:: Passage shown ::
════════════════
Cyclone Dineo in Mozambique Prompts Lenten Giving Campaign


On February 15, Cyclone Dineo devastated Methodism’s heart in Mozambique. More than 100 churches and their parsonages were impacted. The historic mission stations of Cambine and Chicuque also sustained significant damage. Outside of the church, Dineo caused more than 100,000 people to be displaced in addition to the physical damage of 105 schools, 20,000 homes and 49 hospitals.
Our United Methodist connection is working to respond. UMCOR has provided initial funding for emergency food and water, and they may provide additional support. Other annual conferences and partners with the UMC in Mozambique are stepping up, focusing rebuilding efforts in the Cambine and Chicuque mission station areas.
The Missouri-Mozambique partnership is rooted on building strong churches – and that’s where we expect to make a difference in post-cyclone relief efforts. Estimates for repairing chapels and parsonages are coming in, and we expect this cost to be a minimum of $250,000 and could reach $500,000. With Bishop Farr’s leadership, MI hopes to reach this goal through offerings in your congregations during this Lenten season. Church resources and pathways to donate can be found online at 
As churches consider and begin collecting special offerings, we celebrate our partnership and the impact that together we can make. A church building (either thatch or brick) provides a beacon of hope for a community working to grow in their relationship with Christ and each other. Our parsonages allow for a pastor to serve in their home community and live into their call to ministry. Mozambicans remain empowered and a hopeful people, even after extensive damages.
════════════════
:: Dataset excerpts ::
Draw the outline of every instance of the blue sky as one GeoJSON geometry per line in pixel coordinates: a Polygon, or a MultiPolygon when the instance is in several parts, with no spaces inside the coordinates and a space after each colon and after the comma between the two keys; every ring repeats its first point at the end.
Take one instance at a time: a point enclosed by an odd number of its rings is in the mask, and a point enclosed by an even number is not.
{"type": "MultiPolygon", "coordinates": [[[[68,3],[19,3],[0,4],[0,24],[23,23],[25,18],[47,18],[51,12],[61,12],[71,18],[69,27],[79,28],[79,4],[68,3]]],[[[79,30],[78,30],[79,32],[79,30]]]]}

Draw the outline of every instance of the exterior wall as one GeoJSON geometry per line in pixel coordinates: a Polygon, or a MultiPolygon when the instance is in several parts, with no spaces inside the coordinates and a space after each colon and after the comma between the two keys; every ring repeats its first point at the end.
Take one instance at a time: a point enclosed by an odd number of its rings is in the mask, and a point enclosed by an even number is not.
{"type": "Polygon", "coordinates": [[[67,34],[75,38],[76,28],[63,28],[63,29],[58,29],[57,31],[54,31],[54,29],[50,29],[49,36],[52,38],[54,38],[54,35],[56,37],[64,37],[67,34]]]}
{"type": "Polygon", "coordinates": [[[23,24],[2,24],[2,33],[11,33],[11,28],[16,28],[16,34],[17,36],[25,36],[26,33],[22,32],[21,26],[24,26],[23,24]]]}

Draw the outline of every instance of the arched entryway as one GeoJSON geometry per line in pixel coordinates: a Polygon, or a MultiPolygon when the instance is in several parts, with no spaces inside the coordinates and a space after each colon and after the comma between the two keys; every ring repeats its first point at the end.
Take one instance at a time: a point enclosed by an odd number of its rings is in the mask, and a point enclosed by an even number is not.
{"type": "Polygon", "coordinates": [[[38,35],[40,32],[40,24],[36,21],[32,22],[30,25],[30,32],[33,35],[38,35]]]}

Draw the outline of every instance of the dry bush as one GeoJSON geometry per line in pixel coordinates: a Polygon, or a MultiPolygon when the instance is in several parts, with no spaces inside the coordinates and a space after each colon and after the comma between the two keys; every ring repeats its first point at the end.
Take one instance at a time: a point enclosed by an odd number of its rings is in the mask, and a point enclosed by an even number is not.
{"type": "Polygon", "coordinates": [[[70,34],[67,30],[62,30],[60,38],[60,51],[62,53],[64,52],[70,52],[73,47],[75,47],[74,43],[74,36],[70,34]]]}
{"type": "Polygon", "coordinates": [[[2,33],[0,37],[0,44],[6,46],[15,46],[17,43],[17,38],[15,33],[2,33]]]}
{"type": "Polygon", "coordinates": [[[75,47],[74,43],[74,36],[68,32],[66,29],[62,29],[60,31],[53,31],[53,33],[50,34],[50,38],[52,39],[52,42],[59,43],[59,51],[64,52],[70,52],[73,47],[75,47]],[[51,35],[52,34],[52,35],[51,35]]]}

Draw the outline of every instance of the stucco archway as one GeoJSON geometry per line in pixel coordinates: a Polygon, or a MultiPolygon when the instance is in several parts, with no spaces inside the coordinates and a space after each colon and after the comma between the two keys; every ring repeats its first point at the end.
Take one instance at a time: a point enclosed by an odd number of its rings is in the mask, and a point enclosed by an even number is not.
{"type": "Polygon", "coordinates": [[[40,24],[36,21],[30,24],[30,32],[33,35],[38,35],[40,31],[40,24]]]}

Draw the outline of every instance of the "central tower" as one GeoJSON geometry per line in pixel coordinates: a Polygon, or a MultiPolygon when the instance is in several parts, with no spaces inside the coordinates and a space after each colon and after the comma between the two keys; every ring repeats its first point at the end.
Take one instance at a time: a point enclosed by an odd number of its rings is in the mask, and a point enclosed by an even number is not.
════════════════
:: Exercise ::
Reproduce the Cyclone Dineo article word for word, from "On February 15, Cyclone" up to and including "and 49 hospitals.".

:: Solution ::
On February 15, Cyclone Dineo devastated Methodism’s heart in Mozambique. More than 100 churches and their parsonages were impacted. The historic mission stations of Cambine and Chicuque also sustained significant damage. Outside of the church, Dineo caused more than 100,000 people to be displaced in addition to the physical damage of 105 schools, 20,000 homes and 49 hospitals.